**Task item A**. In the account of a Florida emergency room visit, what was the diagnosis?
**Task item B**. From the account of a Florida emergency room visit, extract the passage that begins at the words "Half an hour later" and stops after "looked OK to me.".

Three rules are drilled into Canadians going south for a winter vacation.

Rule One: Don't get sick.

Rule Two: If you insist on breaking the first rule and decide that you must get sick, make sure it is between 8.30 AM and 5.30 PM, Monday to Friday, so you can go to a walk-in medical centre (center) and NOT to a hospital emergency department, which are all exorbitantly expensive.

Rule Three: Call your Canadian insurer BEFORE seeking treatment.

On our recent trip to Florida, I broke the first two rules.

Here's what happened.

On a Wednesday toward the end of our holiday I was feeling lousy---a temperature and a lot of coughing.

I called the Canadian insurance company hotline to find out what I should do if I had to see a doctor. The woman explained that if things got worse, I should call the company and it would find a walk-in clinic or hospital and make arrangements for me to be seen.

She offered to start a claim file 'just in case' but I said that it might be just a cold and that I would increase my asthma medication to try to reduce the coughing.

Early Saturday morning---about 3 AM--- I was much worse, couldn't stop coughing and was having trouble breathing. I called the insurance company and after listening to my symptoms the agent said she had a list of clinics and hospitals in the Bonita Springs area. She would contact them and call me back.

Half an hour later she called back to say that she couldn't find a clinic that was open but had found a hospital that would treat me in its emergency department. The hospital had agreed to bill the company directly so I wouldn't have to pay anything 'out of pocket'. She had faxed the billing details to the hospital.

Pat and I got to the hospital---owned by a private, for-profit company---around 6 AM. The ER receptionist told us that they had indeed received a fax but it was not satisfactory. I would have to pay for the treatment and then claim it from the insurance company.

She showed me the fax.

It said that the hospital was authorized to bill the insurance company directly and provided details on how to submit a bill.

It looked OK to me.

 I asked what was wrong with the fax. She said that it didn't have a statement saying that the insurance company would guarantee to pay 100% of all charges levied by the hospital.

"We've had trouble in the past with insurance companies from up there'", she said. "So if you want treatment, you'll have to pay yourself and claim it."

I tried to call the insurance company but after spending half an hour listening to classical music and repeated messages that 'your call is important and an agent will be with you shortly', I gave up.

I agreed to pay.

I was escorted into a palatial examining room, lined with marble and glass, with a single bed. In Canada, an examining room that size would have had at least three beds, with curtains separating them.

The staff, who were competent, didn't seem rushed and appeared to spend a good bit of time recording billable items and having me sign witnessed statements designed I suppose to cover their derrieres in the event of a malpractice suit. I signed individual statements agreeing to be examined, saying that I understood the diagnosis, and that I agreed to follow the drug and medical treatment being recommended.

In addition to an examination by a nurse and a doctor, I had an x-ray, some blood tests and a treatment to ease my breathing.

The diagnosis was upper respiratory infection and acute bronchitis, and I was given prescriptions for three drugs---an antibiotic and two asthma medications that were different from the ones I had been using---and an appointment to see a pulmonologist in three days.

Two hours after I had arrived I was released and directed to a booth to wait for the bill to be totalled.

[Referring-expression pointing data]

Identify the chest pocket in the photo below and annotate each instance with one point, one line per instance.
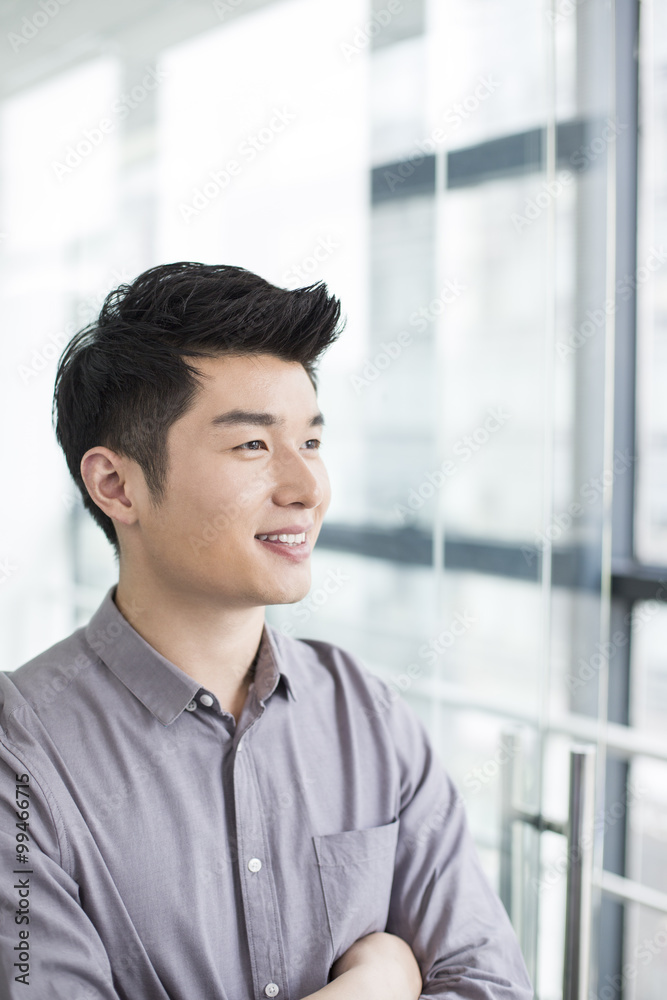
(356, 870)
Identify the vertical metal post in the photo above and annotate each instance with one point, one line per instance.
(508, 785)
(579, 873)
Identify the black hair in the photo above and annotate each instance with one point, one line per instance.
(123, 380)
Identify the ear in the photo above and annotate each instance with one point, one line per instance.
(109, 482)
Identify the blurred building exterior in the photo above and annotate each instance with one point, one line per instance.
(483, 185)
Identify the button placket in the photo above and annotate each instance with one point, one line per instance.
(257, 883)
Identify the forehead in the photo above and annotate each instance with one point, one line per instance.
(260, 380)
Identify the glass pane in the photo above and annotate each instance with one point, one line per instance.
(651, 285)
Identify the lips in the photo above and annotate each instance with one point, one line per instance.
(284, 538)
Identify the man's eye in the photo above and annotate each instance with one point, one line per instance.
(245, 445)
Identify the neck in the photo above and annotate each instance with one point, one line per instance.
(214, 644)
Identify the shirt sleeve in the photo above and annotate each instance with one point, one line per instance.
(49, 948)
(441, 902)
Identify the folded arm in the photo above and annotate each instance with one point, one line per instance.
(378, 966)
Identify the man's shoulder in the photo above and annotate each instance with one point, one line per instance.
(318, 661)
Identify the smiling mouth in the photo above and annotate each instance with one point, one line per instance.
(284, 539)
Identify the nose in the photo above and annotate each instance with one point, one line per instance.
(299, 480)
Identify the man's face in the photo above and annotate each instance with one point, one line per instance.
(229, 482)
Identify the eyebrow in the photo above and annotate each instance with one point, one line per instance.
(234, 417)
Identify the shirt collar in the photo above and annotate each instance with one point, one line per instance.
(160, 685)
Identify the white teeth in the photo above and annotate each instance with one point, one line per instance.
(288, 539)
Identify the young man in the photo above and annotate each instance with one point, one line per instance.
(196, 806)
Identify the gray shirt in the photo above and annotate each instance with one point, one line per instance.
(154, 849)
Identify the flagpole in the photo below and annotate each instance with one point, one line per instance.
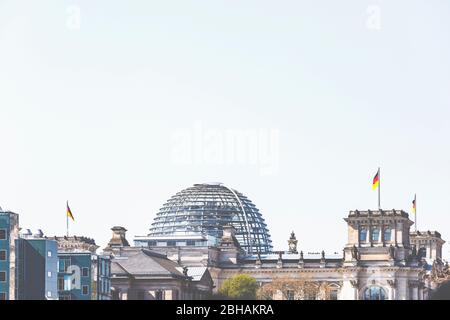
(379, 189)
(415, 211)
(67, 220)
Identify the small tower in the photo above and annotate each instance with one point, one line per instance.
(429, 243)
(380, 235)
(292, 242)
(118, 240)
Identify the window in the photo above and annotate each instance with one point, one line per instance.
(387, 234)
(375, 234)
(140, 295)
(333, 295)
(64, 263)
(363, 235)
(2, 255)
(85, 290)
(159, 295)
(60, 284)
(375, 293)
(290, 294)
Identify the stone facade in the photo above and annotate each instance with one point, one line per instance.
(379, 261)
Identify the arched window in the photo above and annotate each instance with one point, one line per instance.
(375, 293)
(363, 235)
(387, 234)
(375, 234)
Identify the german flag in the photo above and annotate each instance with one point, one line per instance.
(69, 212)
(376, 180)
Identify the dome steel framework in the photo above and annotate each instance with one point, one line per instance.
(205, 209)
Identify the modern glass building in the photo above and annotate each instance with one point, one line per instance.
(84, 276)
(203, 210)
(9, 229)
(36, 269)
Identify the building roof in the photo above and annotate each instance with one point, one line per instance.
(196, 272)
(146, 263)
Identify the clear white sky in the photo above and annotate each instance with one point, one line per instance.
(89, 111)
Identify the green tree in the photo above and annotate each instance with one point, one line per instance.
(241, 286)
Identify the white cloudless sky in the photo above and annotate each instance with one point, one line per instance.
(88, 114)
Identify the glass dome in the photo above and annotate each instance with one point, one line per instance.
(205, 209)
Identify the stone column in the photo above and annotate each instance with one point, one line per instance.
(414, 290)
(393, 289)
(355, 286)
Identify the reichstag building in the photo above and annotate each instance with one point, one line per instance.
(210, 232)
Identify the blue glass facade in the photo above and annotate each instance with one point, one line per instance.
(84, 276)
(103, 284)
(36, 269)
(8, 231)
(74, 276)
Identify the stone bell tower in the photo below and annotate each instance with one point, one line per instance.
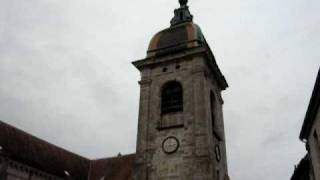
(180, 130)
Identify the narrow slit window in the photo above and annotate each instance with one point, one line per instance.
(171, 98)
(212, 107)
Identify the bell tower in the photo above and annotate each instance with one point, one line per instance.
(180, 130)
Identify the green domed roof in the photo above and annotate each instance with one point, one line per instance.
(183, 34)
(176, 38)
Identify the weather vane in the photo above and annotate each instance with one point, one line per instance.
(183, 2)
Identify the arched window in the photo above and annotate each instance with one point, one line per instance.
(171, 98)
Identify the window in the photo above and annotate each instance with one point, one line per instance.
(212, 107)
(171, 98)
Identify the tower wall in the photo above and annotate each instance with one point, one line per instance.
(195, 158)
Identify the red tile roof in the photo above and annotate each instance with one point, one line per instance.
(32, 151)
(116, 168)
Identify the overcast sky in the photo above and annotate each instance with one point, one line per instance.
(66, 73)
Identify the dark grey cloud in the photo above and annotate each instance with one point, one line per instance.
(66, 76)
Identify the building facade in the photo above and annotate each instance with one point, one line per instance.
(180, 130)
(309, 134)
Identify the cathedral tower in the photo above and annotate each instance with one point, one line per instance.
(180, 130)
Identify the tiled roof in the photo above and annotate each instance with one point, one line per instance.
(302, 169)
(116, 168)
(32, 151)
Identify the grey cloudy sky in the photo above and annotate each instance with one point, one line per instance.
(66, 76)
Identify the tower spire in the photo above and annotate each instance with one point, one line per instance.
(181, 14)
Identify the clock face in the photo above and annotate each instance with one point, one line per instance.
(170, 145)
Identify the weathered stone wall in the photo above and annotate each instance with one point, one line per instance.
(195, 158)
(314, 145)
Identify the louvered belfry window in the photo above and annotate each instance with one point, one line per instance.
(171, 98)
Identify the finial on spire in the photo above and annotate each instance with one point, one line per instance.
(182, 14)
(183, 2)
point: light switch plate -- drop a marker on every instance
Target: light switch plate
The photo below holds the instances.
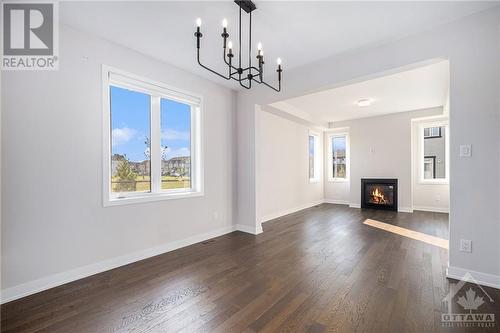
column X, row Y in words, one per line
column 465, row 150
column 466, row 245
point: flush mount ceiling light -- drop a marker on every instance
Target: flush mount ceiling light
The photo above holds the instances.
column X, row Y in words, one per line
column 364, row 102
column 246, row 75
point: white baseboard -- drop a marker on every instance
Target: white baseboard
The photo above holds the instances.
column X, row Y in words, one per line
column 58, row 279
column 273, row 216
column 432, row 209
column 254, row 230
column 337, row 202
column 484, row 279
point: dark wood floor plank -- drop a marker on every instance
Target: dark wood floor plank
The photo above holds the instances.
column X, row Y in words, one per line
column 317, row 270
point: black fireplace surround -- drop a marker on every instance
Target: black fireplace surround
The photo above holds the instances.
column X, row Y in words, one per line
column 379, row 193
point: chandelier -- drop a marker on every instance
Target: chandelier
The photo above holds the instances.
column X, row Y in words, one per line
column 245, row 76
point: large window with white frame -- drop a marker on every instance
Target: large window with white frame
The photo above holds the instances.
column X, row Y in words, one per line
column 152, row 140
column 313, row 157
column 338, row 156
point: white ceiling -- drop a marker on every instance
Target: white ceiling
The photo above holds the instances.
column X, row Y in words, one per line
column 298, row 32
column 420, row 88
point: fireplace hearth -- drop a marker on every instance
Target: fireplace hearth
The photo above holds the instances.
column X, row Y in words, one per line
column 379, row 193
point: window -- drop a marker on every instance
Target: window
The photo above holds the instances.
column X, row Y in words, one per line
column 432, row 132
column 313, row 153
column 429, row 167
column 434, row 152
column 152, row 140
column 338, row 152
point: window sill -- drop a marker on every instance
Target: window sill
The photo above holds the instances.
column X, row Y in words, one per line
column 150, row 197
column 338, row 180
column 433, row 182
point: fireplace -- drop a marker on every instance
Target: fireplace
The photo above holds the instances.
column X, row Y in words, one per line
column 379, row 193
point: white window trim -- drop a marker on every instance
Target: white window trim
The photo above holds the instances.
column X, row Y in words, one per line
column 317, row 162
column 421, row 140
column 330, row 157
column 157, row 90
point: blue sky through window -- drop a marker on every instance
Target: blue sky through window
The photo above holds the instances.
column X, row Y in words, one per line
column 175, row 128
column 130, row 125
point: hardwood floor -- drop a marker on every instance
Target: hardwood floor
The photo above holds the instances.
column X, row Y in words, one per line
column 318, row 270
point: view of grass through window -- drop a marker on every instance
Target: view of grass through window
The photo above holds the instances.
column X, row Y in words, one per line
column 176, row 144
column 130, row 133
column 131, row 142
column 339, row 156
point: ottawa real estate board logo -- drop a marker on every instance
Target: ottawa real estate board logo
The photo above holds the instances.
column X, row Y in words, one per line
column 466, row 302
column 30, row 36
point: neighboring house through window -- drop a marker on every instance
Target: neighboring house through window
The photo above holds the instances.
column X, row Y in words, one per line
column 152, row 139
column 434, row 152
column 338, row 156
column 314, row 159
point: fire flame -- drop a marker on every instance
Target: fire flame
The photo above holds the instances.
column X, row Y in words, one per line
column 378, row 197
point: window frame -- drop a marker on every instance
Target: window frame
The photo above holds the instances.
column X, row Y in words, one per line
column 431, row 136
column 421, row 153
column 331, row 136
column 157, row 90
column 316, row 158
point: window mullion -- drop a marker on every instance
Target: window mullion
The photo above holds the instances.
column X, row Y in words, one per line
column 155, row 145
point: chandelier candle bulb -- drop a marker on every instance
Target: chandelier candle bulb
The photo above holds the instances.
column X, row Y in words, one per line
column 198, row 34
column 224, row 35
column 244, row 74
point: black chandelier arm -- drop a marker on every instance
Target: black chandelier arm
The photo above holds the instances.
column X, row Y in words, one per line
column 270, row 86
column 224, row 56
column 209, row 69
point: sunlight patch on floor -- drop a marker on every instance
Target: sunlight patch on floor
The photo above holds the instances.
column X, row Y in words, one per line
column 433, row 240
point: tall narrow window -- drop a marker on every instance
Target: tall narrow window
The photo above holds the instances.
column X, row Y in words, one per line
column 339, row 157
column 313, row 157
column 130, row 133
column 434, row 152
column 176, row 145
column 153, row 148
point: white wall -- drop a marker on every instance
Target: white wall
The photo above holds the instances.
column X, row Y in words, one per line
column 472, row 45
column 53, row 220
column 380, row 147
column 283, row 167
column 428, row 197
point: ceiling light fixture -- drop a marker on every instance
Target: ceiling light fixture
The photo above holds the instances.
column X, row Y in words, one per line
column 244, row 76
column 364, row 102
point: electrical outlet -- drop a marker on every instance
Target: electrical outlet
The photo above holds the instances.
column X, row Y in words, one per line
column 466, row 245
column 465, row 150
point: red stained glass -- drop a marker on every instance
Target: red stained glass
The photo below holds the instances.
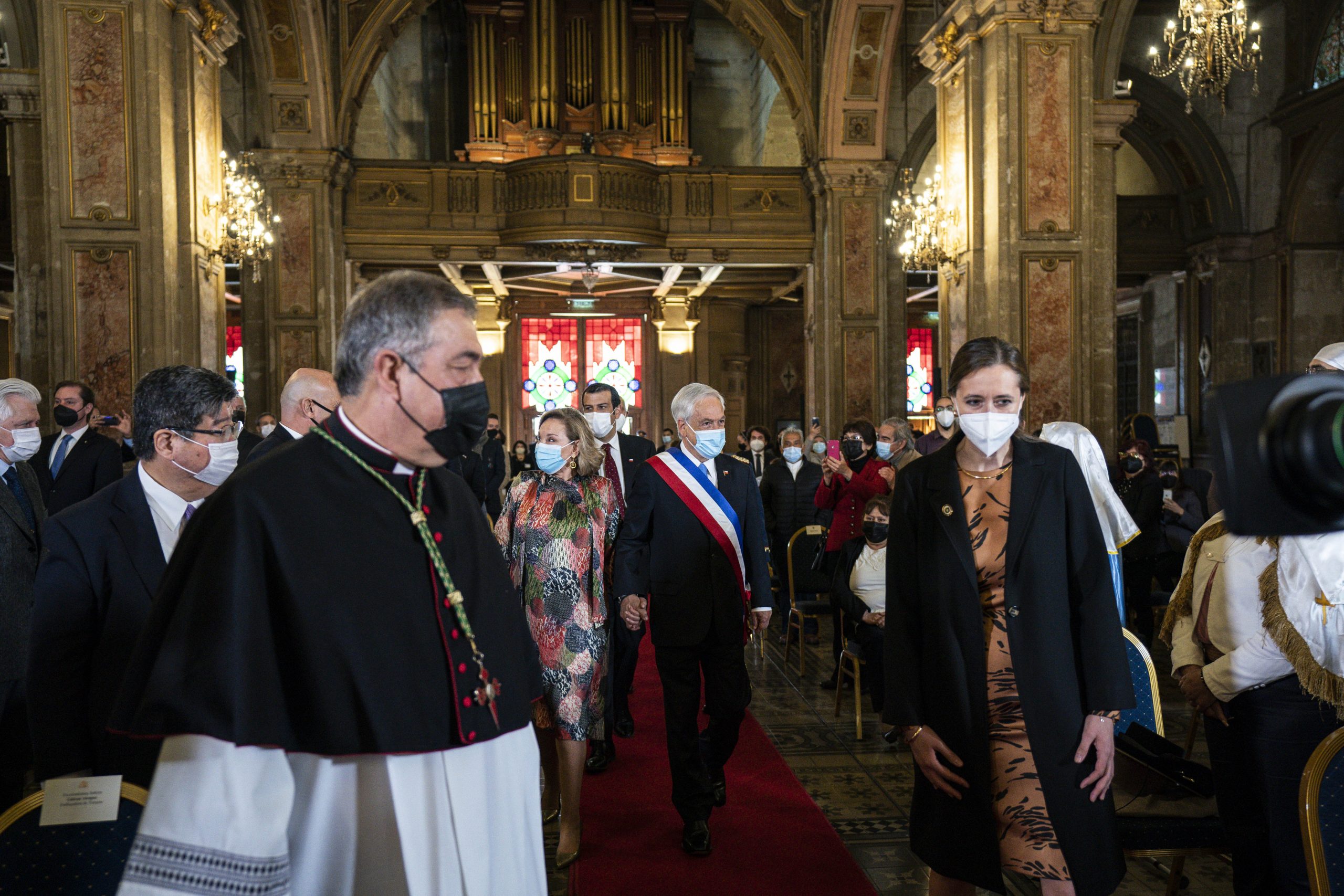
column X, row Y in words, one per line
column 615, row 355
column 550, row 363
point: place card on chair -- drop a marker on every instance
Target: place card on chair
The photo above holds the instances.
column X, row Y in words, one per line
column 78, row 801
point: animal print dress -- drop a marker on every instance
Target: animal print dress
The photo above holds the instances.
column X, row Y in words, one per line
column 1027, row 841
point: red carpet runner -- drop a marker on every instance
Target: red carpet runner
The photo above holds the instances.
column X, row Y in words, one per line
column 769, row 840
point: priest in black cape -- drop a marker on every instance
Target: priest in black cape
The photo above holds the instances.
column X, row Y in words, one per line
column 337, row 660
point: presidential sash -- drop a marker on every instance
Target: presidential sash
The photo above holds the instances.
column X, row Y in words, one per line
column 709, row 505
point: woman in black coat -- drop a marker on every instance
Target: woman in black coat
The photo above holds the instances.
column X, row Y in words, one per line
column 996, row 629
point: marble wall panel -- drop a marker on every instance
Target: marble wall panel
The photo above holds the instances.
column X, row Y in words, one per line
column 860, row 366
column 104, row 297
column 1050, row 285
column 1049, row 136
column 857, row 231
column 97, row 49
column 295, row 289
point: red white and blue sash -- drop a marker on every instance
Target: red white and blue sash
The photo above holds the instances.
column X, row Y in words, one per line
column 709, row 505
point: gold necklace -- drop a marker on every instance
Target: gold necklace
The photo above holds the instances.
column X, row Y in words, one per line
column 992, row 476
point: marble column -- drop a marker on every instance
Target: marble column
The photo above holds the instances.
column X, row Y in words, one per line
column 132, row 138
column 1028, row 166
column 30, row 313
column 854, row 342
column 292, row 315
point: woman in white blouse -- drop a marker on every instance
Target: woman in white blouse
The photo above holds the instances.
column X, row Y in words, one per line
column 859, row 587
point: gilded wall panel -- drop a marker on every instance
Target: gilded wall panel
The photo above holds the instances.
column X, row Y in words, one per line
column 870, row 30
column 1049, row 136
column 104, row 304
column 860, row 374
column 296, row 347
column 295, row 289
column 858, row 219
column 287, row 57
column 1050, row 285
column 97, row 96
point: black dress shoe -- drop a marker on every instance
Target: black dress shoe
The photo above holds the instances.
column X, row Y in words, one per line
column 604, row 753
column 624, row 727
column 695, row 839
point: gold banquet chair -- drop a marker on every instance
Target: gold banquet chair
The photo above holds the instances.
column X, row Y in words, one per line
column 66, row 859
column 810, row 582
column 1321, row 810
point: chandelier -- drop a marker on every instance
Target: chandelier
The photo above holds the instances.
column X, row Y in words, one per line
column 922, row 224
column 245, row 217
column 1208, row 46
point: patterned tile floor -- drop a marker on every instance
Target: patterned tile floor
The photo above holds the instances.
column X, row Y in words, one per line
column 863, row 786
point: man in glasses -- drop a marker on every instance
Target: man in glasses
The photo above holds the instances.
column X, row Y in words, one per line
column 308, row 398
column 104, row 561
column 1328, row 361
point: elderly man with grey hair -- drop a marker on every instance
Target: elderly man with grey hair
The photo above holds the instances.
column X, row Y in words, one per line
column 897, row 446
column 694, row 539
column 22, row 515
column 342, row 678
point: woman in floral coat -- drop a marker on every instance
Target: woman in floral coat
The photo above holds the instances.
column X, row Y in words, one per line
column 557, row 530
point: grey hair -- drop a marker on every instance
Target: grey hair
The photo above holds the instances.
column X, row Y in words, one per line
column 20, row 388
column 394, row 312
column 691, row 394
column 902, row 428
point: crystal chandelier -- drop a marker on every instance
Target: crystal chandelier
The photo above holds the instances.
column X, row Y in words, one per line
column 922, row 224
column 245, row 217
column 1208, row 46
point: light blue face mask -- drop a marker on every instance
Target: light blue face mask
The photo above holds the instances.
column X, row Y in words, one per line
column 549, row 458
column 709, row 444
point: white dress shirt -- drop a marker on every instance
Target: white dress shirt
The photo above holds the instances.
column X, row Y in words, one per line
column 616, row 457
column 401, row 469
column 869, row 579
column 167, row 510
column 75, row 440
column 1251, row 657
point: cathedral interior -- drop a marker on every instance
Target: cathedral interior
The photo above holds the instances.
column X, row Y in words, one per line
column 660, row 191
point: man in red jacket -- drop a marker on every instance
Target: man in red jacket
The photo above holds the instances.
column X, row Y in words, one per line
column 847, row 483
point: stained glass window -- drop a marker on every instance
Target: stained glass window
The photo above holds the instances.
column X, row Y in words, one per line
column 615, row 352
column 918, row 370
column 1330, row 61
column 550, row 363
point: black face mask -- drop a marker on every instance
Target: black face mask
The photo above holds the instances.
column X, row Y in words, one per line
column 464, row 417
column 65, row 417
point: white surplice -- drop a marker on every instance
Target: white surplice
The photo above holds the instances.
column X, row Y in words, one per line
column 224, row 818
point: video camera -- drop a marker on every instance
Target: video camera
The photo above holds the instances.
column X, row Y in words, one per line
column 1278, row 455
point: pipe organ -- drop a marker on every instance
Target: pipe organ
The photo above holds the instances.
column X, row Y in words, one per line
column 545, row 73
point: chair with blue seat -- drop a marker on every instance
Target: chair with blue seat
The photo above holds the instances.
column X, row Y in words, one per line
column 804, row 544
column 1168, row 836
column 1321, row 809
column 85, row 859
column 851, row 666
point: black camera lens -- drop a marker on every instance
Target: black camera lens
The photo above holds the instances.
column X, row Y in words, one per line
column 1303, row 442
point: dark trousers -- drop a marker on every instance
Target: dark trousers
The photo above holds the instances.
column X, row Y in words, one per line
column 1258, row 762
column 15, row 742
column 870, row 640
column 1139, row 594
column 695, row 755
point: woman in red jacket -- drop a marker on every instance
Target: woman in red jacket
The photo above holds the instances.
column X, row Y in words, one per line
column 846, row 487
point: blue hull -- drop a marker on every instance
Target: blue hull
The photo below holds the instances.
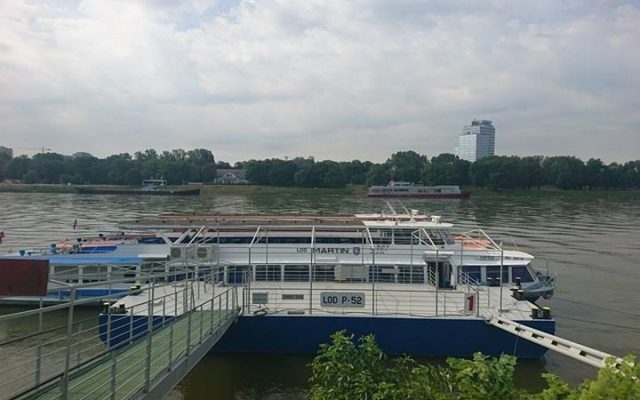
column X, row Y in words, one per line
column 438, row 337
column 421, row 337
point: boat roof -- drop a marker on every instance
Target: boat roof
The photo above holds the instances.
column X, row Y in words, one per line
column 289, row 221
column 75, row 260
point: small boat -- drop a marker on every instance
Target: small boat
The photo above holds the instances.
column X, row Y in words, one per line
column 150, row 187
column 408, row 189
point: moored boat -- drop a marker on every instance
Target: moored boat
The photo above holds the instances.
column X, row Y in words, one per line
column 404, row 277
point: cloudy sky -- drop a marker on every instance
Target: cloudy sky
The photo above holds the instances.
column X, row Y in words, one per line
column 335, row 80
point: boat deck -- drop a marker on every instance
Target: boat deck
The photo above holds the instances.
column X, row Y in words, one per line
column 300, row 298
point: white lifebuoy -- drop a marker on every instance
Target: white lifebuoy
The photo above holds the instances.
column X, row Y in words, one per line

**Output A**. Upper respiratory infection and acute bronchitis.

**Output B**.
Half an hour later she called back to say that she couldn't find a clinic that was open but had found a hospital that would treat me in its emergency department. The hospital had agreed to bill the company directly so I wouldn't have to pay anything 'out of pocket'. She had faxed the billing details to the hospital.

Pat and I got to the hospital---owned by a private, for-profit company---around 6 AM. The ER receptionist told us that they had indeed received a fax but it was not satisfactory. I would have to pay for the treatment and then claim it from the insurance company.

She showed me the fax.

It said that the hospital was authorized to bill the insurance company directly and provided details on how to submit a bill.

It looked OK to me.